→ **RECORDS**:
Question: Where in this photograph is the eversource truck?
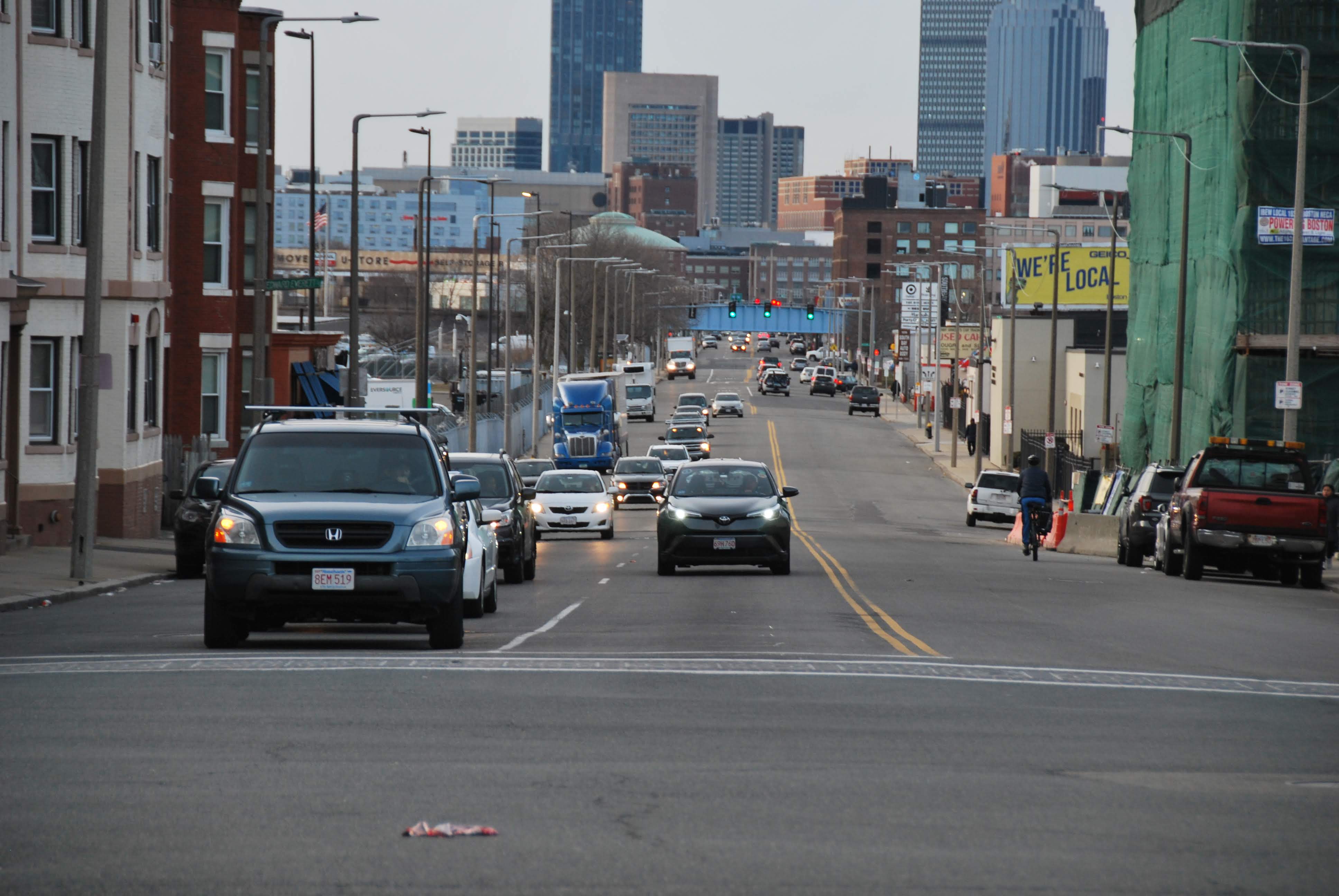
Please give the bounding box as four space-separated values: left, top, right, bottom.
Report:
665 336 698 379
613 362 656 423
553 372 627 473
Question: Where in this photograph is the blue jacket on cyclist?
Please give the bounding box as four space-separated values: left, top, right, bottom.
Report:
1018 454 1051 554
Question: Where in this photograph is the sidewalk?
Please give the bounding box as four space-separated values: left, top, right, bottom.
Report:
0 533 177 612
878 390 999 485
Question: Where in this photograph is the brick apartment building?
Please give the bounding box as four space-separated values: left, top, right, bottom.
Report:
609 162 698 239
165 0 339 457
833 177 986 334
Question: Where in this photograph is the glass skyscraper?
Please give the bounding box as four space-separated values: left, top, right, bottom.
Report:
916 0 999 177
549 0 641 171
981 0 1107 167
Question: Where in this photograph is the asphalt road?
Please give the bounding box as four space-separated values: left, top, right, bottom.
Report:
0 354 1339 895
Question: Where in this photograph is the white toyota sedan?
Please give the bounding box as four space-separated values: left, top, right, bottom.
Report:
530 470 613 539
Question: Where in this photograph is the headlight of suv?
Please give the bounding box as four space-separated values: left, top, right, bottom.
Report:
404 514 455 548
214 507 260 545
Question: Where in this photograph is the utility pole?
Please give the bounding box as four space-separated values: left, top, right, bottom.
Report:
70 0 109 584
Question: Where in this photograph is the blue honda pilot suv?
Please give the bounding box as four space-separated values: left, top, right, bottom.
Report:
194 419 479 650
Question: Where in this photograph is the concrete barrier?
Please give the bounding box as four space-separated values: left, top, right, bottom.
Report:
1056 513 1119 557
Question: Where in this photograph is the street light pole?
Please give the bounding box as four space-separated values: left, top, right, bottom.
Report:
1103 126 1194 464
250 12 378 404
1194 37 1311 442
348 109 443 407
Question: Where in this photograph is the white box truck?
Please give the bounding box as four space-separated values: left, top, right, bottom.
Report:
613 362 656 423
665 336 698 379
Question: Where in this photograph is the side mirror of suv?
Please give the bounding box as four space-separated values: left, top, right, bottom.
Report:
190 475 224 501
451 475 479 501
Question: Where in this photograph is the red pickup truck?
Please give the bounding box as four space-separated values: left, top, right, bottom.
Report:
1166 437 1326 588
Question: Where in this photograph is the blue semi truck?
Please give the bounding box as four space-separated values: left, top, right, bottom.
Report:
553 374 628 473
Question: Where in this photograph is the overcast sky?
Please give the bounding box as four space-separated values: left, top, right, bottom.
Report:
277 0 1134 174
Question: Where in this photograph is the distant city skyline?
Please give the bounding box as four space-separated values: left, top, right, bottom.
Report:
275 0 1135 182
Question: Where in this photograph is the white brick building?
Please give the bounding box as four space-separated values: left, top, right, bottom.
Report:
0 0 170 544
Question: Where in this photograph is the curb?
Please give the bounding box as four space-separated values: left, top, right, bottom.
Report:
0 569 175 613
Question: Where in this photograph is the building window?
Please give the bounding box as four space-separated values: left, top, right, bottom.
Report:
145 155 163 252
205 51 228 137
145 336 158 426
246 66 260 146
73 0 92 47
70 141 89 246
200 352 228 435
32 0 62 35
126 346 139 432
32 137 60 242
242 202 256 283
28 339 60 442
204 199 228 288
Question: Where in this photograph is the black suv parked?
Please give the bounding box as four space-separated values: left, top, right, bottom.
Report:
450 451 538 585
193 419 478 650
1115 464 1185 567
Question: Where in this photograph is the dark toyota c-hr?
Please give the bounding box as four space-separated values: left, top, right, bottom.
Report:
451 451 538 585
194 419 478 650
656 461 800 576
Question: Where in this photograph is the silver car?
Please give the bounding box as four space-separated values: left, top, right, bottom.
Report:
711 392 745 417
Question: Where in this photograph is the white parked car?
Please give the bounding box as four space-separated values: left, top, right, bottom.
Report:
966 470 1020 526
647 445 692 475
530 470 613 540
711 392 745 417
455 501 502 619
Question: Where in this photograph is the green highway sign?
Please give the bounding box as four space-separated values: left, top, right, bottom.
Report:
265 277 323 289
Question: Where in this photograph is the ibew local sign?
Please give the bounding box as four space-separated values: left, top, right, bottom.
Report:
1256 205 1335 246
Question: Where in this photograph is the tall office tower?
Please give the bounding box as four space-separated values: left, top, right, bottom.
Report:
916 0 999 177
769 124 805 228
980 0 1107 169
451 118 544 171
601 71 718 224
717 112 775 228
549 0 641 171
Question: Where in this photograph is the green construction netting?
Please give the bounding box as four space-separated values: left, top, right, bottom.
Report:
1122 0 1339 465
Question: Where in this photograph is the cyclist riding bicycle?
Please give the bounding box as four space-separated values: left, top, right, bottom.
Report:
1018 454 1051 557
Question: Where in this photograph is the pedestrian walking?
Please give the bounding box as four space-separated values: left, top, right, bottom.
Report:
1320 485 1339 569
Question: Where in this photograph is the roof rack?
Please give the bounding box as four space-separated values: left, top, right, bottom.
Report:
1209 435 1307 451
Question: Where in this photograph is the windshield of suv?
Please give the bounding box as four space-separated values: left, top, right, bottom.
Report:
674 465 777 498
534 470 604 494
451 461 513 501
516 461 553 475
1194 457 1307 492
562 411 604 429
234 431 442 496
613 458 664 473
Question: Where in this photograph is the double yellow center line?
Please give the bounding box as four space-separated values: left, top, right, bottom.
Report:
767 421 941 656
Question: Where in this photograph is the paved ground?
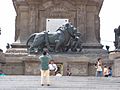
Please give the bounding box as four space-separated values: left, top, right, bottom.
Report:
0 76 120 90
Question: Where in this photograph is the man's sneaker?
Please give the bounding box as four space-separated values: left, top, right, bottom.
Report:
47 84 50 86
41 84 44 86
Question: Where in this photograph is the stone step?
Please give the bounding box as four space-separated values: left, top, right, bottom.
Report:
0 76 120 90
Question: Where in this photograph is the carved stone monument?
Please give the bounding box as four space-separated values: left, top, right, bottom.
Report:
3 0 111 75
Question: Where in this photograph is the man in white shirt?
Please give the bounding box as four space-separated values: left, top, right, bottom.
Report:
49 60 58 76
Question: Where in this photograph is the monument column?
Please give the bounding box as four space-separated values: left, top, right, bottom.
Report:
15 6 29 43
86 6 98 43
77 4 86 43
29 4 38 35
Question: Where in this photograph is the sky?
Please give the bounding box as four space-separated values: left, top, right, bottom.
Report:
0 0 120 52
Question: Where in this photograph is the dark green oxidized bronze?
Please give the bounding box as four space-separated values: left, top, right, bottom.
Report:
26 23 82 53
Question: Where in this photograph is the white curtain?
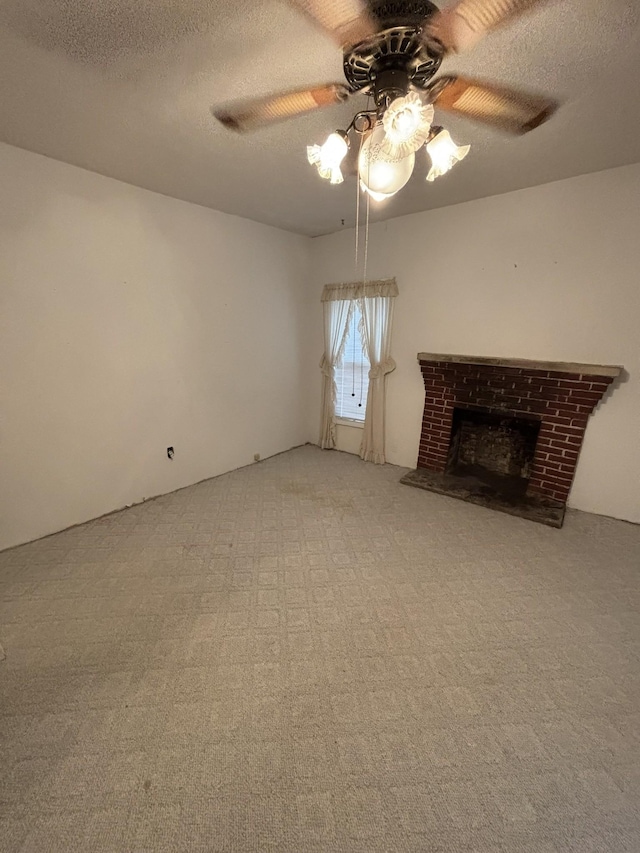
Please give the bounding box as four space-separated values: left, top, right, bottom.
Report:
358 291 397 465
320 298 353 449
320 278 398 456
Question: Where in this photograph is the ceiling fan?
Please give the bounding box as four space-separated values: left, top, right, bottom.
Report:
212 0 558 197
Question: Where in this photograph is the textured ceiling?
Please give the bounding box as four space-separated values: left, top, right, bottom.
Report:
0 0 640 235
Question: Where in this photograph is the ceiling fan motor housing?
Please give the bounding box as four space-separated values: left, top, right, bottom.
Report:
343 15 443 98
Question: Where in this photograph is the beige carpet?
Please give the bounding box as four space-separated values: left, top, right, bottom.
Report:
0 447 640 853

→ **WHAT IS BEING ASKED**:
Print every one of the entries above verbatim, leaving out the pictures.

→ **WORKED ANSWER**:
Question: Where in this photograph is the eversource truck?
Please give the bounding box as four space-separated values: left, top, right, bottom.
Report:
665 336 698 379
613 362 656 423
553 372 627 473
Question: Where in this photograph is the blue jacket on cyclist?
Please give the bounding box as four space-separated values: left, top, right, bottom.
Report:
1018 454 1051 554
Question: Where in this photograph is the sidewalk?
Please give the bounding box as four space-separated values: left, top, right, bottom.
Report:
0 533 177 612
878 390 999 485
Question: Where in this photograph is the brick apartment building?
Please give the bounding box as four space-separated values: left, top, right, bottom.
Report:
609 162 698 239
165 0 339 457
833 177 986 334
Question: Where in this photograph is the glass skyscraper?
Please give the bounding box as four space-separated values: left, top, right, bottom.
Report:
916 0 999 177
549 0 641 171
981 0 1107 167
Question: Where in this photograph is the asphalt road?
Please give the bounding box as four space-separated values: left, top, right, bottom.
Report:
0 354 1339 895
Question: Where in this photograph is the white toyota sedan?
Please give the bounding box as four space-separated values: left, top, right, bottom.
Report:
530 470 613 539
Question: Where in this photograph is the headlight of suv?
Please give the bounding box as four space-separated values: left, top, right, bottom.
Report:
404 514 455 548
214 507 260 545
Question: Where in this photograph is the utility pole?
Please give the bounding box as four space-separated values: left, top, right, bottom.
Report:
70 0 109 584
Question: Where in this photograph is the blue honda pilot suv?
Please give the bounding box as four space-separated values: left, top, right, bottom.
Report:
194 419 479 650
Question: Where in this photograph is the concrete barrier?
Please give the bounding box as four space-separated values: left, top, right, bottom.
Report:
1056 513 1119 557
Question: Where in this photograph is the street light pole?
Please give the bounding box as four space-separated values: left, top, right, bottom.
Report:
1103 126 1194 464
250 12 378 404
1194 37 1311 442
348 109 443 407
Question: Where in this photograph is the white box truck?
Please give the bounding box as four space-separated values: left, top, right, bottom.
Report:
613 362 656 423
665 336 698 379
Question: Where in this photograph is the side mirror of suv?
Please give the bounding box as four space-separated values: left, top, right, bottom.
Report:
190 475 224 501
451 475 479 501
Question: Where in this photograph is the red pickup truck?
Please give the bounding box as four space-separated values: left, top, right, bottom.
Report:
1166 437 1326 588
Question: Where in this photograph is the blue semi truck?
Please give the bounding box as four space-separated values: left, top, right, bottom.
Report:
553 374 628 473
Question: Where in this photograph is the overcast sky?
Please give the bounding box as four space-separated values: left, top, right, bottom.
Report:
277 0 1134 174
Question: Where in this photograph is the distant city skyline?
Please give the bounding box as four space-separated values: left, top, right, bottom.
Report:
275 0 1135 182
Question: Where in this photograph is the white brick building?
Please give the bounding box as four space-separated values: left, top, right, bottom.
Report:
0 0 170 544
Question: Where in this photograph is the curb?
Please give the bounding box as four space-separated values: left, top, right, bottom.
Report:
0 569 175 613
Question: Where in this photograph is the building window?
Please give the bounding box as four space-separated values: left, top, right, bottom.
Report:
145 155 163 252
205 51 228 137
145 336 158 426
246 66 260 146
73 0 92 47
70 141 89 246
200 352 228 435
32 0 62 35
126 346 139 432
32 137 60 242
242 202 256 283
28 339 60 442
204 199 228 288
Question: Where in this photograph is the black suv parked?
Please give the bounding box as four space-separated values: left, top, right, bottom.
Report:
450 451 538 585
193 419 478 650
1115 464 1185 567
Question: Where in this photograph is the dark toyota c-hr?
Please give the bounding box as four space-separated values: left, top, right, bottom.
Report:
451 451 538 585
194 419 478 650
656 461 800 576
Question: Where in this photograph is the silver car?
Please give the bounding box as four space-separated values: left, top, right, bottom.
Report:
711 392 745 417
Question: Where in this photograph is the white parked car?
Please give the bounding box as four space-separated values: left, top, right, bottom.
Report:
966 470 1020 526
647 445 692 475
530 470 613 540
711 392 745 417
455 501 502 619
Question: Where in this photograph is the green highway sign?
Please give the bounding box as four space-separated values: left, top, right, bottom.
Report:
265 277 323 289
Question: Where in this photograph is the ibew local sign?
Please give the bounding box as four space-separated values: left, top, right, bottom.
Report:
1256 205 1335 246
Question: Where in this photograph is the tall office tower?
Please give the bounding box as four space-separated values: left, top, right, bottom.
Report:
916 0 999 177
769 124 805 228
980 0 1107 169
451 118 544 171
601 71 718 224
717 112 775 228
549 0 641 171
Question: Where in this photograph is the green construction netting?
Please give the bounding box as four space-separated values: left, top, right, bottom.
Report:
1122 0 1339 465
Question: Where in this photograph is the cyclist riding bicycle?
Please give the bounding box as four space-separated values: left, top, right, bottom.
Report:
1018 454 1051 557
Question: Where in this photograph is the pedestrian walking?
Please give the bounding box as four space-separated values: left, top, right, bottom.
Report:
1320 485 1339 569
Question: Where in this photograph is the roof rack?
Please give the bounding box as four space-separated values: left, top, right, bottom.
Report:
1209 435 1307 451
Question: Where in this photograph is the windshield of suv?
Please give the bounding box as four space-separated values: left, top, right, bottom.
Report:
674 465 777 498
534 470 604 494
451 461 513 501
516 461 553 475
1194 457 1307 492
562 411 604 429
234 431 442 496
613 458 664 473
Question: Where in this photograph is the double yellow center line?
Please give the bounding box as four space-separated values: left, top, right, bottom.
Report:
767 421 941 656
Question: Where in this photograph is the paved ground?
Please give the bounding box as four space-separated values: left, top, right, bottom.
Report:
0 76 120 90
Question: Where in this photograph is the man's sneaker?
Please give the bounding box as four space-separated values: left, top, right, bottom.
Report:
47 84 50 86
41 84 44 86
Question: Where in this photograph is the stone step?
Please give the bounding box as four space-separated values: left, top, right, bottom.
Report:
0 76 120 90
Question: Where in this photograph is the carved stone monument?
Please give the bounding box as four space-separated values: left, top, right, bottom.
Report:
3 0 111 75
Question: Where in this photograph is the man in white shirt?
Please give the bounding box as four space-separated values: left, top, right, bottom.
Report:
49 60 58 76
Question: Where in this photograph is the monument column?
Please give the bounding box as four space-separated values: left, top, right, bottom.
Report:
15 6 29 43
86 6 98 43
77 4 86 43
29 4 38 35
Question: Where in this photograph is the sky?
Please give the bounding box as four space-separated values: left, top, right, bottom.
Report:
0 0 120 52
Question: Where in this photograph is the dark green oxidized bronze?
Please give the bounding box as four space-separated values: left, top, right, bottom.
Report:
26 23 82 53
Question: Where in this photograph is the white curtain?
Please give the bounding box as four space-separated values: left, top, right, bottom.
Report:
358 291 397 465
320 298 353 449
320 278 398 456
Question: Where in this photograph is the ceiling fan?
Please give the bounding box as four space-separated values: left, top, right, bottom.
Report:
212 0 558 197
Question: Where in this photograph is the textured ceiling?
Please give the bounding box as four space-separated values: left, top, right, bottom.
Report:
0 0 640 235
Question: Where in this photograph is the ceiling fan motor housing?
Please give the bounding box as four space-separated values: left, top, right, bottom.
Report:
343 15 443 98
Question: Where in this photograph is the beige carpet?
Please give the bounding box as four space-separated values: left, top, right, bottom.
Report:
0 447 640 853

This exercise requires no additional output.